• **Exercise description**
List every line in the items below that contains the word "floor", treating uppercase and lowercase letters as distinct.

[Begin]

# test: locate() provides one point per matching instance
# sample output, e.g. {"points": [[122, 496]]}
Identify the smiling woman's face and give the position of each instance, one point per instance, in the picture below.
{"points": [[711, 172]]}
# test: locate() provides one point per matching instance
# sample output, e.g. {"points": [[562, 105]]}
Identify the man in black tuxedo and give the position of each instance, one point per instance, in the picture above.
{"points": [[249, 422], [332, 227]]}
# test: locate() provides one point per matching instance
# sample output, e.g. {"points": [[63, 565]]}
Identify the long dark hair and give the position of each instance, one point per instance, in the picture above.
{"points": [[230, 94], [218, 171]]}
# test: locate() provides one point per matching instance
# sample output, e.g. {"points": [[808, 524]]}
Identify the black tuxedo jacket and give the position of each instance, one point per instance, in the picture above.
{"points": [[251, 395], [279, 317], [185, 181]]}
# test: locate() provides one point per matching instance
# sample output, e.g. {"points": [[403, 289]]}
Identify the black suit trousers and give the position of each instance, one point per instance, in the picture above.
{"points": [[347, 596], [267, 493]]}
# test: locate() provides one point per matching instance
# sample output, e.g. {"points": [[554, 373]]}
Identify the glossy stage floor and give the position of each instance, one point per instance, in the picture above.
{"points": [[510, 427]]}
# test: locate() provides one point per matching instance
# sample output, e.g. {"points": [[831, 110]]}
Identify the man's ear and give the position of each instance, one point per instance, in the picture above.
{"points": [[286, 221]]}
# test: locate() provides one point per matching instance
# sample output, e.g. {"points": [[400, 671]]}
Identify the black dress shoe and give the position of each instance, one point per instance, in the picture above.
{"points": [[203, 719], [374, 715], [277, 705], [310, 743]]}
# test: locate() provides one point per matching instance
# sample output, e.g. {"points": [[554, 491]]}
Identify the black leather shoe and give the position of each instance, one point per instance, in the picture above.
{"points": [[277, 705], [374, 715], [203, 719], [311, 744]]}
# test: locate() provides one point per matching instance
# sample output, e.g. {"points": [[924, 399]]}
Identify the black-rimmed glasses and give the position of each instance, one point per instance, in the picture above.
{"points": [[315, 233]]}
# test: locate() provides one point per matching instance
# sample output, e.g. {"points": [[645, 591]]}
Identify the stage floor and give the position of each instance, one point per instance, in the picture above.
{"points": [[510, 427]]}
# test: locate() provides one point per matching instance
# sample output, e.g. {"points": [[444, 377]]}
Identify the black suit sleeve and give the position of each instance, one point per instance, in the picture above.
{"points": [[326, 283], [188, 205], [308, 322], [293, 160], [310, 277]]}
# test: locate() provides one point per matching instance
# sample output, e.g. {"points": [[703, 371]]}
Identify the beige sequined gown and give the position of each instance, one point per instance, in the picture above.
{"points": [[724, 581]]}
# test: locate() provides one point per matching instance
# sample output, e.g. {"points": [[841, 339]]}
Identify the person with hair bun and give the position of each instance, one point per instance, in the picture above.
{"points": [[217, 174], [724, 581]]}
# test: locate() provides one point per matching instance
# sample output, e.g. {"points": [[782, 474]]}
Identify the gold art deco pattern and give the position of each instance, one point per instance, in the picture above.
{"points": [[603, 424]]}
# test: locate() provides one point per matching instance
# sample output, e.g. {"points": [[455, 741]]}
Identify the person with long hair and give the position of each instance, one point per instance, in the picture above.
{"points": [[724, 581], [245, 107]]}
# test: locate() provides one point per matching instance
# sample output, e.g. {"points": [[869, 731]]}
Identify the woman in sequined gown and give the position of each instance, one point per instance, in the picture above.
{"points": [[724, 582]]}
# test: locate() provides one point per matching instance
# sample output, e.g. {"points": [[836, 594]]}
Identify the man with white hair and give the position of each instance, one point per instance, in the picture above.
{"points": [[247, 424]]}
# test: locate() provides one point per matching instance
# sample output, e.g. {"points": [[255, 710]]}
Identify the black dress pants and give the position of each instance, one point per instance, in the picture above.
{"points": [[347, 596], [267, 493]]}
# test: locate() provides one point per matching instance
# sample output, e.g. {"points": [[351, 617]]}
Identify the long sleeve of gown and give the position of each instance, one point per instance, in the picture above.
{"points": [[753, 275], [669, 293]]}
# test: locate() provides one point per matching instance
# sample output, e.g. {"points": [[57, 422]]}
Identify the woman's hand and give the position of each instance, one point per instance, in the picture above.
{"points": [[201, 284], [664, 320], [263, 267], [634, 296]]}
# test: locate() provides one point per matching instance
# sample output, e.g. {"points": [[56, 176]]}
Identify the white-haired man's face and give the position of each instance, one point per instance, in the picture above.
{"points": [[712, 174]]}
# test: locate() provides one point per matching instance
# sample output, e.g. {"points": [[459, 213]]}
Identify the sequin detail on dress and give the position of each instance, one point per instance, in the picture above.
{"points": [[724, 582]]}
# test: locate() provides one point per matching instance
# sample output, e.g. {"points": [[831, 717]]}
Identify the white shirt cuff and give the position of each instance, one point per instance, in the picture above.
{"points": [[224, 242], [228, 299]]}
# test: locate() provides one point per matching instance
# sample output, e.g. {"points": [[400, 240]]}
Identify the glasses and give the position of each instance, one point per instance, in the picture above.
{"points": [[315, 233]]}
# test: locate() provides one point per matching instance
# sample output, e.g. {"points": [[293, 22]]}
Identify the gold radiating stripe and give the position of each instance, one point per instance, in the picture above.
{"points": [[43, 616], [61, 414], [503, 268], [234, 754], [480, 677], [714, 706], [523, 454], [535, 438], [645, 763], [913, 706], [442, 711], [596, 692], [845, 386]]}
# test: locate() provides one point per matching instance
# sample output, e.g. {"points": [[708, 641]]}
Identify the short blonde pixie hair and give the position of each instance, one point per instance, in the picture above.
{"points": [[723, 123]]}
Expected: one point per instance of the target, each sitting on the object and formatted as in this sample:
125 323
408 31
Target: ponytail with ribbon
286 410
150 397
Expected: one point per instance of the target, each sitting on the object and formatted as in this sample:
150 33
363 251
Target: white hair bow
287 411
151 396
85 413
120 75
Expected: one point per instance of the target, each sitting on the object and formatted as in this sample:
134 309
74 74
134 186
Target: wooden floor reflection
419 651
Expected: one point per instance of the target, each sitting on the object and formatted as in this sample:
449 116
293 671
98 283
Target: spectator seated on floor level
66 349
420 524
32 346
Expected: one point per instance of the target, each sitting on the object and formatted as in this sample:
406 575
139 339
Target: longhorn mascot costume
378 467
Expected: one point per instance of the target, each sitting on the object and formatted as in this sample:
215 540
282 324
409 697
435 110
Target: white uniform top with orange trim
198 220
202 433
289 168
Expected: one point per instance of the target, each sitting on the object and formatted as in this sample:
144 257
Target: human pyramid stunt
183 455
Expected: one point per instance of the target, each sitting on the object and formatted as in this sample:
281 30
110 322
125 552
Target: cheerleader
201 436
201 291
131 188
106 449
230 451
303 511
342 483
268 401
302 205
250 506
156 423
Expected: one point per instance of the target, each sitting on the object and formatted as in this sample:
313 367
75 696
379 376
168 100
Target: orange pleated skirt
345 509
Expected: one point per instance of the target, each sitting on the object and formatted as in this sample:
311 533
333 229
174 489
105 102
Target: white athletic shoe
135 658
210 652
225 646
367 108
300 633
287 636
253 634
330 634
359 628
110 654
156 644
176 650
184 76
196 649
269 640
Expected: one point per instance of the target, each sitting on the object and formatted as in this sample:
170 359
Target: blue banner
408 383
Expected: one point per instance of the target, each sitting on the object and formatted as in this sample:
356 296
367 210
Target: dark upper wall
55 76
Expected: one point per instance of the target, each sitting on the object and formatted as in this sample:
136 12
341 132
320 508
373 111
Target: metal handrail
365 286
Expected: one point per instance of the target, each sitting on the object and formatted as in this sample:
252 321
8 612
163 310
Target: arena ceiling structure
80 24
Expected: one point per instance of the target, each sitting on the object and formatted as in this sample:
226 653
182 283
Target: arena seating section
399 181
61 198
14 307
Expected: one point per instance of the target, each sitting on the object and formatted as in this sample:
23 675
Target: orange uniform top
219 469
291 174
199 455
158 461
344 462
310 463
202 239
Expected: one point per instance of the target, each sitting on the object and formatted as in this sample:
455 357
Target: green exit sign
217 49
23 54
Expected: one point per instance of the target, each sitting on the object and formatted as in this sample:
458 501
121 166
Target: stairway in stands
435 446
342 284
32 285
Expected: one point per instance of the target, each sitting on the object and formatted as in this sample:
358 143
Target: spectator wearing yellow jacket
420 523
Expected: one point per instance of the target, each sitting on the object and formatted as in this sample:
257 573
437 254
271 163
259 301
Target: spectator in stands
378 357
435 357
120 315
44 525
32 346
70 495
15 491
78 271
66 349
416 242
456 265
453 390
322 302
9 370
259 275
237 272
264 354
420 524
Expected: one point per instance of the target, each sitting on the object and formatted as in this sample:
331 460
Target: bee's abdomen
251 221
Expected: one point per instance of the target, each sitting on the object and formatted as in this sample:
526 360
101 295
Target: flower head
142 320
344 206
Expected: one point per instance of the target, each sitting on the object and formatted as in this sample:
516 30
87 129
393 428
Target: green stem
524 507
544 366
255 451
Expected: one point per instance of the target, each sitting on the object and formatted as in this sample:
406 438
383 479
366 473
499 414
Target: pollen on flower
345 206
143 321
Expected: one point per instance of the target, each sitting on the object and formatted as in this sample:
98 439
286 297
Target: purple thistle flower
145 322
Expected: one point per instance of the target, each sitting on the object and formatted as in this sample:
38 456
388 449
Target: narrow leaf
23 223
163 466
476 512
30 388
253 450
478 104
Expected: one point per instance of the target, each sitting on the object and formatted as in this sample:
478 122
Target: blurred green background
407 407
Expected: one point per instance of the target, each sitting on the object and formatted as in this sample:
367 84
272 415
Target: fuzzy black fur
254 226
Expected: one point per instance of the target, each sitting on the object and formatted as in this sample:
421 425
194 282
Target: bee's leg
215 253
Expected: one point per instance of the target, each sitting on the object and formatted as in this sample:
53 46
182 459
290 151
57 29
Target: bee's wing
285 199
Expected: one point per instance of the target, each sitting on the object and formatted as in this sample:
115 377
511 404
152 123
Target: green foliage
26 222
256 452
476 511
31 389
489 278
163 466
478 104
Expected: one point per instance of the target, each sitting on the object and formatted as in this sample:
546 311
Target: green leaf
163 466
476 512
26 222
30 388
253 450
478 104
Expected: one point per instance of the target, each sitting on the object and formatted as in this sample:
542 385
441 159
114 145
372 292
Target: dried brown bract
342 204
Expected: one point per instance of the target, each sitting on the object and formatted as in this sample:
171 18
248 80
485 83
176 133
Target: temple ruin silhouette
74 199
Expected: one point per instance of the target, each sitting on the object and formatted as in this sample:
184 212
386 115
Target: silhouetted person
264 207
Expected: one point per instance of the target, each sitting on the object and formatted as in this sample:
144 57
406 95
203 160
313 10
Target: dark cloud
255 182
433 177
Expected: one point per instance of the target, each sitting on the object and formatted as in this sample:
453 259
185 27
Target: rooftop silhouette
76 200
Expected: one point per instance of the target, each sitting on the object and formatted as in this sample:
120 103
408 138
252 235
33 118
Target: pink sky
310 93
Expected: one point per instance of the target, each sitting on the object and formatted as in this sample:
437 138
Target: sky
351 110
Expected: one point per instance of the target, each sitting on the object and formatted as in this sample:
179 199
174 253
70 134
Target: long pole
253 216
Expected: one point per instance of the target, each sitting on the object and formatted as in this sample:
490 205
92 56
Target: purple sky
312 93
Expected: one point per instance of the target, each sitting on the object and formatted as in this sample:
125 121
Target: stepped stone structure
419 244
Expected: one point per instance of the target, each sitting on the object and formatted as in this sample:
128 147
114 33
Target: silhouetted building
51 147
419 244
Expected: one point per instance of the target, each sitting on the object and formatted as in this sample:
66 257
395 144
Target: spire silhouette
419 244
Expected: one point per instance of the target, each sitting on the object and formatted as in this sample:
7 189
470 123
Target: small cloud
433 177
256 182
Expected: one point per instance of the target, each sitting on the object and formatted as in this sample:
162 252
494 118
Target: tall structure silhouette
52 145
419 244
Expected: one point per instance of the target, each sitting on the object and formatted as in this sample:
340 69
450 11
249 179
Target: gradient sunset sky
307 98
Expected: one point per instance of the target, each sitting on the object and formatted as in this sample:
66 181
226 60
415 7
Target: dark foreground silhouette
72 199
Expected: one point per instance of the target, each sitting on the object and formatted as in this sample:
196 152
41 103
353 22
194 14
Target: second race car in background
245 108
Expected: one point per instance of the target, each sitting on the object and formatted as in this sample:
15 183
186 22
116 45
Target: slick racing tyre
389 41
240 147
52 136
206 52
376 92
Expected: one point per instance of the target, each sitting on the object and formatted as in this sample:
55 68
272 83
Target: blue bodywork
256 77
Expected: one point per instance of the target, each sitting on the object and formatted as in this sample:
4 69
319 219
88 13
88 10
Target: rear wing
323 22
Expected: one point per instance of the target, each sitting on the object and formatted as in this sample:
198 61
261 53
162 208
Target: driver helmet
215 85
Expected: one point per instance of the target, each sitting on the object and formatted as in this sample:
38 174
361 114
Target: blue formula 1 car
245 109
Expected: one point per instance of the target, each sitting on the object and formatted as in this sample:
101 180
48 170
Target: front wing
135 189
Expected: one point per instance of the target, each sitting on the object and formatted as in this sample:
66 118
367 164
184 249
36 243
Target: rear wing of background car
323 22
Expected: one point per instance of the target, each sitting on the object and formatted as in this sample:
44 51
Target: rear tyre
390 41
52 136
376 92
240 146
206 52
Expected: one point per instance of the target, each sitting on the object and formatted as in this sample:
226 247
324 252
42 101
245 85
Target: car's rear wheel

[End]

• **Expected answer**
Identify the glossy stage floor and give the position of each instance, one point per instance, in the picture above.
Identify the stage floor and give the position of each instance, one point per instance, in the picture above.
Target: wooden floor reflection
Target: spectator seated on floor level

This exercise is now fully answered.